The Buddhist order was not the first in India. Jain and Brahmanical communities, which served as prototypes for the early sangha, were already established. Surviving documents revealing how daily life was regulated in these communities offer evidence that the early Buddhist mendicants adopted some organizational features from them. For example, followers of contemporary religious groups gathered together periodically, so the early sangha also began to gather on new moon and full moon days. At first they sat silently, but followers of other sects criticized them for sitting “like dumb pigs,” so the Buddha instructed them to read the Pratimoksa Sutra containing their precepts on these occasions. This tradition of the bhikshu sangha reciting the bhikshu Pratimoksa Sutra and the bhikshuni sangha reciting the bhikshuni Pratimoksa Sutra is one of the three essential rites of the monastic community. The other two are the rite commencing the rainy season retreat (varsa) and the rite concluding it (pravarana). Other rites developed to help regulate the life of the sangha, including precise instructions for conducting ordinations and methods for resolving disputes.1
In the beginning the bhikshus lived an itinerant lifestyle, staying at the foot of trees and going to villages and towns to gather their daily meal in an alms bowl and to give Dharma teachings. Although they were dependent upon the lay followers for alms, the optimal condition for achieving liberation was said to be staying in seclusion in the forest, aloof from society. As the sangha grew, the Buddha sent the bhikshus out to disseminate the teachings far and wide saying, “Let not two go in the same direction.” This instruction helped prevent the formation of strong bonds of attachment to places or people. Gradually the bhikshus and bhikshunis began to assemble in seasonal settlements (vihara) for three months during the rainy season to avoid stepping on the insects that abounded during that time. Eventually these viharas became more or less fixed residences, developing into separate communities for the bhikshus and bhikshunis. These single-sex communities included sramaneras (male novices) and sramanerikas (female novices), who were training to receive the full precepts. The Buddhists may have been the first renunciants in India to establish organized monastic communities, many of which evolved into educational centers.2 Relieved of household responsibilities and attachments, the monks and nuns were able to concentrate single-pointedly on living a disciplined life and achieving the goal of liberation.

## LISTED ENTRIES
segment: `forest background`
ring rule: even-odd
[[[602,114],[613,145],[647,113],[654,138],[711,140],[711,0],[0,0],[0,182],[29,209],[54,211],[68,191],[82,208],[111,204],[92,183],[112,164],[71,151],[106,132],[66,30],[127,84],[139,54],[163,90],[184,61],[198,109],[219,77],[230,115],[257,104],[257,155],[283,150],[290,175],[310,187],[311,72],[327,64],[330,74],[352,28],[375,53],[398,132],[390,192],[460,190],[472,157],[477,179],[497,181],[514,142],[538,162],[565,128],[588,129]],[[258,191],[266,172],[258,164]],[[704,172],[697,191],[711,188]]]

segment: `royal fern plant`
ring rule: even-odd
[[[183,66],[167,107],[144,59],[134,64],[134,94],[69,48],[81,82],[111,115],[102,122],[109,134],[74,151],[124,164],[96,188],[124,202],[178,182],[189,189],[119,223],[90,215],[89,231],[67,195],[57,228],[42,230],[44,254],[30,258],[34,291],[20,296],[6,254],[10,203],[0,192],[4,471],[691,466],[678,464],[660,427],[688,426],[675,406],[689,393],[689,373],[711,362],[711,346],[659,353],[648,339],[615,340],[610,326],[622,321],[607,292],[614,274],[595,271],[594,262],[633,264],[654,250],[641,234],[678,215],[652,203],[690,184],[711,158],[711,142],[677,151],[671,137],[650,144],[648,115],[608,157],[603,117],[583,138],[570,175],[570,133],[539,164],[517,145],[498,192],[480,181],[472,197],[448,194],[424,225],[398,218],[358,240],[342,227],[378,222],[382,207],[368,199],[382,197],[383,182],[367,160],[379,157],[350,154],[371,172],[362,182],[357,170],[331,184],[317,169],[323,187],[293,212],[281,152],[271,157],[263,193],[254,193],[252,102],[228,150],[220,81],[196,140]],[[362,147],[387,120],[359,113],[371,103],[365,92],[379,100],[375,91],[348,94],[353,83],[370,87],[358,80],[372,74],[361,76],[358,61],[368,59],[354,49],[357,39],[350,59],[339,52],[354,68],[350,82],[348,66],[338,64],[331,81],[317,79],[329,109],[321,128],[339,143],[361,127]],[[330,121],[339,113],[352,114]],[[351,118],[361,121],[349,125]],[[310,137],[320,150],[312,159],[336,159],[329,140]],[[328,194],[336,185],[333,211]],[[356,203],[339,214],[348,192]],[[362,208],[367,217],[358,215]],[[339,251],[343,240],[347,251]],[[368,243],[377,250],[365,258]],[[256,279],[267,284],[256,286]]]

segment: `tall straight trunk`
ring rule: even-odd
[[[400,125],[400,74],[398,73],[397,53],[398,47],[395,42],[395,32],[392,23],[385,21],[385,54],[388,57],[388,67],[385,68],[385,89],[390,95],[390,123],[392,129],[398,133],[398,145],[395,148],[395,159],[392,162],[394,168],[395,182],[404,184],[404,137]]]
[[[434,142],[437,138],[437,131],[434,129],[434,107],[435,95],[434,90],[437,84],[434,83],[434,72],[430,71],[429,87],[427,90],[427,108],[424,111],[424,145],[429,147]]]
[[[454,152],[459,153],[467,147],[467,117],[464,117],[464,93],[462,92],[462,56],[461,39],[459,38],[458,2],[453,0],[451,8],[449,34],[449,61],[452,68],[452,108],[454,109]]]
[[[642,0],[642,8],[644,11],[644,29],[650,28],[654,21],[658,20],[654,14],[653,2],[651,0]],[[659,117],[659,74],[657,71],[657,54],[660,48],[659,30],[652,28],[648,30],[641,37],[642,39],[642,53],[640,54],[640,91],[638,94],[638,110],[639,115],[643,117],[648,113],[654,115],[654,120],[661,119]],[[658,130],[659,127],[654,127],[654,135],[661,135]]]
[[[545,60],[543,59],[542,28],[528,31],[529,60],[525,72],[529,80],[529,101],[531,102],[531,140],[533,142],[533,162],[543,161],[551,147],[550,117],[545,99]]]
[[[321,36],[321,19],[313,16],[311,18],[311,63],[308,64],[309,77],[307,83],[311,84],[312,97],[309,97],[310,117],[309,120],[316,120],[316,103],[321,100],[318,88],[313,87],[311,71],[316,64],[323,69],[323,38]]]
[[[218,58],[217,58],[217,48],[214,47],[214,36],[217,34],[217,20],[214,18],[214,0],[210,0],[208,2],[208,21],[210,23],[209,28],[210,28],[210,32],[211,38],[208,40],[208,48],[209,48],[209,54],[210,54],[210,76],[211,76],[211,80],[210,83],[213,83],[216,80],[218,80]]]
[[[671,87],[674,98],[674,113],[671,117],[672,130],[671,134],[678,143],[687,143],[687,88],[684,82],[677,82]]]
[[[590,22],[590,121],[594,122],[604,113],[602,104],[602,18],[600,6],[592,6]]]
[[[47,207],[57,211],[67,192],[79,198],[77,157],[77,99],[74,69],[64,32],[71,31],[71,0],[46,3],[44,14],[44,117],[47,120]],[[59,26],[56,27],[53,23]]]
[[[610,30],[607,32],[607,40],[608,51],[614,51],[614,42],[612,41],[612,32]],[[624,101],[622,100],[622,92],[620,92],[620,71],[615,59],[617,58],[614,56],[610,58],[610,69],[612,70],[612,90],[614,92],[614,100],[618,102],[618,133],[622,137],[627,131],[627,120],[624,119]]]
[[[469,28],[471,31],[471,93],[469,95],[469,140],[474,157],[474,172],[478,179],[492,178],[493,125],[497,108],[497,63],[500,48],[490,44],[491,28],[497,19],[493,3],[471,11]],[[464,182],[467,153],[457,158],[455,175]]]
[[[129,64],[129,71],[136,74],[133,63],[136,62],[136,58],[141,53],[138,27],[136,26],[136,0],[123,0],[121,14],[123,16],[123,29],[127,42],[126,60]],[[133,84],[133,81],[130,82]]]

## CHALLENGE
Please condense the paragraph in the passage on the early Buddhist order that begins "In the beginning the bhikshus lived" into a bulleted list that keeps its main facts.

## EXPECTED OUTPUT
- The first bhikshus were itinerant. They stayed at the foot of trees and went to villages and towns to collect their daily meal in an alms bowl and to teach the Dharma.
- They depended on lay followers for alms, yet secluded forest life, aloof from society, was said to be the best condition for liberation.
- As the sangha grew, the Buddha sent bhikshus out to spread the teachings widely, saying, "Let not two go in the same direction." This helped prevent strong attachment to places or people.
- Bhikshus and bhikshunis began gathering in seasonal settlements (vihara) for three months of the rainy season to avoid stepping on the many insects of that time.
- These viharas became more or less fixed residences and developed into separate communities for bhikshus and bhikshunis. These single-sex communities included sramaneras (male novices) and sramanerikas (female novices) training for the full precepts.
- The Buddhists may have been the first renunciants in India to establish organized monastic communities, and many of these became educational centers.
- Freed from household responsibilities and attachments, monks and nuns could concentrate single-pointedly on disciplined living and on liberation.